Data extracted from a collection:
━━━━━━━━━━━━━━━━━━━━━━━━━━━━━━
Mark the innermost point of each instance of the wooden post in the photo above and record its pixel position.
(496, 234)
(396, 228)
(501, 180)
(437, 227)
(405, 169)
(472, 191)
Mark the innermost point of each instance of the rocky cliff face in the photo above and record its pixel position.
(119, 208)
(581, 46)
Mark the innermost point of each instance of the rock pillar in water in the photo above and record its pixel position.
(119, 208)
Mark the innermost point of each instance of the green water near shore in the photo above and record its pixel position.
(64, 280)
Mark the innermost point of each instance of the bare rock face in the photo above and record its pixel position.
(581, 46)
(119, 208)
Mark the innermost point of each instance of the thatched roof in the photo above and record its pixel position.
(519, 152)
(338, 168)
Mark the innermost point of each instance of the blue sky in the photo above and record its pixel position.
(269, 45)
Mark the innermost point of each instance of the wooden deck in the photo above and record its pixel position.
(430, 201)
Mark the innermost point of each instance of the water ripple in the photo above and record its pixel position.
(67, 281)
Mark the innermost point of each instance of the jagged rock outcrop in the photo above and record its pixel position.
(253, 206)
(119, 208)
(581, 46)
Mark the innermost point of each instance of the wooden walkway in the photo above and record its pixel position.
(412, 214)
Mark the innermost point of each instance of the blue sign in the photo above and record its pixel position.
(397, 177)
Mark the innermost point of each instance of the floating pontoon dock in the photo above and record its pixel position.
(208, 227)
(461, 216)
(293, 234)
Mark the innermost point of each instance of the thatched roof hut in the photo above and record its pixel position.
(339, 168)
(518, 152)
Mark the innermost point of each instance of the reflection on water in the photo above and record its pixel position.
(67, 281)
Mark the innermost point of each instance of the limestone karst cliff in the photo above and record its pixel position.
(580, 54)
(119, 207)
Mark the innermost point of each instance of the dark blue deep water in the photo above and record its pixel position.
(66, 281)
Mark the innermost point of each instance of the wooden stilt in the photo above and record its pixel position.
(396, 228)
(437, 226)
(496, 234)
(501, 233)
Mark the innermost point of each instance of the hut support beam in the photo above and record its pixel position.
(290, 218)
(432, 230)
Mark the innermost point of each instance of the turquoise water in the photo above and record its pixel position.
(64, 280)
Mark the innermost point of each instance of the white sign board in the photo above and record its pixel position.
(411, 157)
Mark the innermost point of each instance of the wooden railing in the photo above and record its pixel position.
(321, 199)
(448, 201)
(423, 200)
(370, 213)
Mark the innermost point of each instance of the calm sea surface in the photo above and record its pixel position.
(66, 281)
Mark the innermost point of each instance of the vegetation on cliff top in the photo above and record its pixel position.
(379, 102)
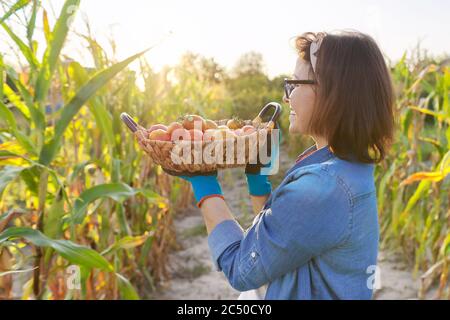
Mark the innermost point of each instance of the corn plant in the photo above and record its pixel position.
(413, 189)
(73, 191)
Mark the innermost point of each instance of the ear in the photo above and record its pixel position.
(314, 50)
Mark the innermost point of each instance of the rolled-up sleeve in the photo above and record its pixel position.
(308, 215)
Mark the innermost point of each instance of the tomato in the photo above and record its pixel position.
(191, 122)
(174, 126)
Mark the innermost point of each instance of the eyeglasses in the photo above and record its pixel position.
(290, 85)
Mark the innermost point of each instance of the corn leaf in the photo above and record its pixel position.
(70, 251)
(127, 242)
(24, 49)
(50, 150)
(14, 8)
(51, 56)
(127, 291)
(7, 175)
(116, 191)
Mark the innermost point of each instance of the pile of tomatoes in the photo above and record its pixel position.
(196, 128)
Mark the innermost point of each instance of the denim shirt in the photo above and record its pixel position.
(316, 237)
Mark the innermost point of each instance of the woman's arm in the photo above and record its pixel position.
(258, 202)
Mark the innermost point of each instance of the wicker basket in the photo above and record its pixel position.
(231, 153)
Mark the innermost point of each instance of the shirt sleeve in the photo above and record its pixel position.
(309, 215)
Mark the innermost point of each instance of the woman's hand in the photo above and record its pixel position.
(204, 187)
(210, 200)
(259, 185)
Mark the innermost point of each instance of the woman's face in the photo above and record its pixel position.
(302, 99)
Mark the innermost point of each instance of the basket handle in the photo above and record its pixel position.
(131, 124)
(276, 114)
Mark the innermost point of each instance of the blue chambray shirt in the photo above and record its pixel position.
(316, 237)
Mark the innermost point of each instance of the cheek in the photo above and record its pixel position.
(303, 105)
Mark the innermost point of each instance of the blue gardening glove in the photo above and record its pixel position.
(259, 184)
(204, 187)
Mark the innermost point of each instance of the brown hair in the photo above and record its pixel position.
(355, 98)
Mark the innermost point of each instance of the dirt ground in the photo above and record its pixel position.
(191, 268)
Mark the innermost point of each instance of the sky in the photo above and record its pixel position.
(225, 30)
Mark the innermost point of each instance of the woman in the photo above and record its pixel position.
(316, 235)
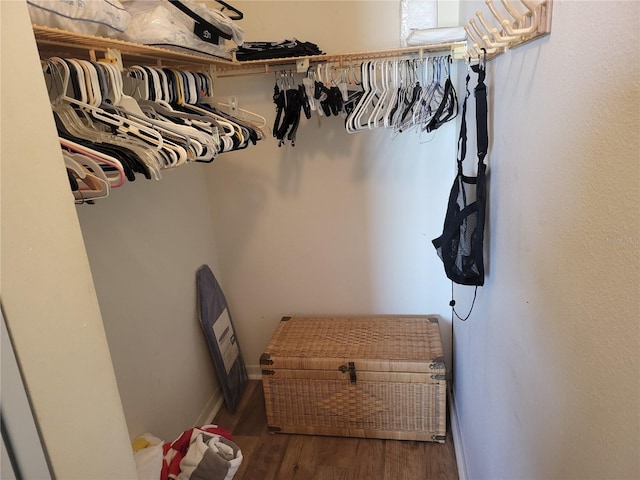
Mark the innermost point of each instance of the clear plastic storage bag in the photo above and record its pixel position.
(185, 25)
(93, 17)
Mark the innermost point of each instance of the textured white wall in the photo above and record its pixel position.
(144, 244)
(547, 369)
(48, 297)
(340, 224)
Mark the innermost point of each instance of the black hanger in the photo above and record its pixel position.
(238, 14)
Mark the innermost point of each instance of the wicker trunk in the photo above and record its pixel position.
(372, 377)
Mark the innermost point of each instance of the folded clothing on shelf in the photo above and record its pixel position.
(92, 17)
(185, 25)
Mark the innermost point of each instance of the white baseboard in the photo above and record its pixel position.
(461, 459)
(210, 409)
(254, 372)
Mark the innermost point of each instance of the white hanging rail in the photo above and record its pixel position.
(516, 25)
(254, 67)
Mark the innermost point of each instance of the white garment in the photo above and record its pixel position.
(93, 17)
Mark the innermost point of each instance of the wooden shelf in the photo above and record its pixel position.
(55, 42)
(52, 41)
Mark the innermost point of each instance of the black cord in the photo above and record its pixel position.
(452, 304)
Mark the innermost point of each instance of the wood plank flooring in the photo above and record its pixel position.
(306, 457)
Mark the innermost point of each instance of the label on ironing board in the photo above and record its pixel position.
(226, 338)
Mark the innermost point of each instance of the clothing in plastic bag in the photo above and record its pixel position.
(181, 25)
(284, 49)
(92, 17)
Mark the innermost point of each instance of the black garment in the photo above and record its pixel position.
(284, 49)
(462, 241)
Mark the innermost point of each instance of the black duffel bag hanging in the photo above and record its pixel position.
(460, 247)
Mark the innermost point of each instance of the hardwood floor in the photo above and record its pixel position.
(270, 456)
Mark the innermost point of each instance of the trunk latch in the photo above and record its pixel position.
(351, 369)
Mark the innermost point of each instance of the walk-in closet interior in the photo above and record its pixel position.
━━━━━━━━━━━━━━━━━━━━━━━━━━━━━━
Produce an exact copy of every line above, with the images left out.

Mark the innermost point of each instance of the wooden post in the photo above and record its pixel position.
(496, 234)
(396, 228)
(501, 180)
(437, 227)
(405, 169)
(472, 191)
Mark the innermost point of each instance of the rocky cliff face in the photo above and record its pixel position.
(119, 208)
(581, 46)
Mark the innermost point of each instance of the rock pillar in water in the photo above and record its pixel position.
(119, 208)
Mark the innermost point of each instance of the green water near shore in the photo above and record its pixel position.
(64, 280)
Mark the innermost point of each instance of the bare rock face in the photo above and record its pixel position.
(581, 46)
(119, 208)
Mark the innermost point of each instance of the thatched roof in the photo above and record its pixel position.
(519, 152)
(338, 168)
Mark the innermost point of each instance of the blue sky in the photo above and record its pixel position.
(269, 45)
Mark the innermost point of each instance of the wooden deck in the photo above and record its pixel position.
(430, 201)
Mark the innermost point of each instance of the water ripple in the photo above and record its pixel position.
(67, 281)
Mark the innermost point of each instance of the jagged rock outcrop in the photo above and record its pixel position.
(253, 206)
(119, 208)
(581, 46)
Mark the innermost point of each instance of the wooden walkway in the photo above and record its pixel position.
(412, 214)
Mark the innermost point of each instance of the blue sign in the photo above and record its pixel position.
(397, 177)
Mark the innermost point of each instance of the floating pontoon dock in the photo above and record its pixel position.
(208, 227)
(461, 216)
(293, 234)
Mark the innermost point of each instance of the thatched roof hut in the photo above and record its pixel position.
(339, 168)
(518, 152)
Mark the innermost point of each instance of the reflection on water in the photo above and record its pixel position.
(67, 281)
Mark the innermost point of each instance of the limestone karst cliff in the photo above and record its pixel position.
(580, 54)
(119, 207)
Mark the innermost point of each instance of the dark blue deep water in the photo above and record its pixel position.
(66, 281)
Mark the innermost point of each instance of the wooden stilt in the photo above and record its pixel position.
(396, 228)
(437, 226)
(496, 234)
(501, 233)
Mark the innermost point of each instance of the hut support beam in the photo above and record its pixel position.
(290, 218)
(432, 230)
Mark the innermost point of each instance of the turquoise water in the photo above and record its pixel position.
(64, 280)
Mark the innermost point of each instance of the white sign board in the photo above and record its pixel position.
(411, 157)
Mark the innermost point of each instance of the wooden railing in the photo above and record its pixel position.
(321, 199)
(448, 201)
(423, 200)
(370, 213)
Mark the innermost point of each instance of the calm sea surface in the photo above and record its pixel position.
(66, 281)
Mark the innermost point of each instance of the vegetation on cliff top in the photo above and record its pixel position.
(379, 102)
Mark the innermost point of each instance of the corn plant in the photo above and record its pixel position.
(413, 189)
(73, 191)
Mark the innermost point of each instance of the ear in the photo above and record its pixel position.
(314, 50)
Mark the innermost point of each instance of the rolled-up sleeve in the photo above and record its pixel position.
(308, 215)
Mark the innermost point of each instance of the tomato in the photo above and record its pixel position.
(191, 122)
(174, 126)
Mark the innermost point of each instance of the eyeglasses in the photo above and record its pixel position.
(290, 85)
Mark the innermost point of each instance of the corn leaf in the photo above and record its pixel position.
(70, 251)
(127, 242)
(24, 49)
(50, 150)
(14, 8)
(51, 56)
(127, 291)
(7, 175)
(116, 191)
Mark the innermost point of each instance of the pile of tomatoes in the photo above and record its pixel position.
(196, 128)
Mark the innermost point of each instance of the denim shirt in the photo above and record its pixel position.
(316, 237)
Mark the innermost point of each instance of the woman's arm in the photo above and record its pixel position.
(258, 202)
Mark the innermost point of each instance of the wicker basket in the photo above and record its pixel position.
(231, 153)
Mark the innermost point of each instance of the shirt sleeve in the photo above and record its pixel position.
(309, 215)
Mark the innermost point of each instance of the woman's hand in the photo above and record its pixel position.
(204, 187)
(210, 200)
(259, 185)
Mark the innermost point of each instance of the woman's face in the photo above and record its pixel position.
(302, 99)
Mark the innermost point of each instance of the basket handle in the photo above and record its pixel position.
(131, 124)
(276, 114)
Mark the innermost point of each instance of the blue chambray shirt in the photo above and record its pixel position.
(316, 237)
Mark the innermost point of each instance of the cheek in the photo above and record its pixel position.
(303, 105)
Mark the innermost point of each instance of the blue gardening glove in the photo above and record its pixel position.
(259, 184)
(204, 187)
Mark the innermost point of each instance of the brown hair in the photo above and record its pixel position.
(355, 98)
Mark the innermost point of each instance of the dirt ground in the photo above and record its pixel position.
(191, 268)
Mark the innermost point of each instance of the sky in the photo above and record its pixel position.
(225, 30)
Mark the innermost point of each instance of the woman in the photo above and record its pixel position.
(316, 235)
Mark the innermost point of each instance of the clear plastic storage bag in the photo above and record its pixel position.
(185, 25)
(93, 17)
Mark the innermost point of each instance of the textured white wall in the photo above and record its pixel position.
(144, 244)
(547, 369)
(48, 297)
(340, 224)
Mark the innermost point of each instance of the black hanger in the photo above and record its pixel position.
(238, 14)
Mark the innermost point of each instance of the wicker trunk in the photo above and record its pixel position.
(372, 377)
Mark the innermost point of each instance of the folded clothing on shelf in the photo above and record its pixel position.
(92, 17)
(185, 25)
Mark the innermost point of each instance of the white baseboard in the photo above and record its pixel position.
(461, 459)
(210, 409)
(254, 372)
Mark the innermost point of each instance of the white hanging rail in the photo above and record its pixel position.
(516, 25)
(254, 67)
Mark the innermost point of each instance of the white garment in the photo above and record its pixel position.
(93, 17)
Mark the innermost point of each instance of the wooden shelf in the photo above and record its pixel position.
(55, 42)
(52, 41)
Mark the innermost point of each instance of the black cord in the photo above and record its pixel position.
(452, 304)
Mark the innermost point of each instance of the wood plank flooring in the photo above and record its pixel position.
(306, 457)
Mark the innermost point of each instance of the label on ironing board in the photo above and record its pixel position.
(226, 338)
Mark the innermost point of each instance of the clothing in plastic bag in the photo above and record its pixel position.
(181, 25)
(284, 49)
(92, 17)
Mark the innermost point of each instance of the black garment in the photo above and record its pixel position.
(284, 49)
(462, 241)
Mark the innermost point of each instance of the black duffel bag hanging in the photo above and record its pixel position.
(460, 247)
Mark the innermost point of each instance of the hardwood floor in the photo above and record its pixel position.
(270, 456)
Mark the innermost point of each instance of the trunk latch in the photo above and record its pixel position.
(351, 369)
Mark the innermost point of each instance of the walk-in closet interior in the photo above and record its pixel position.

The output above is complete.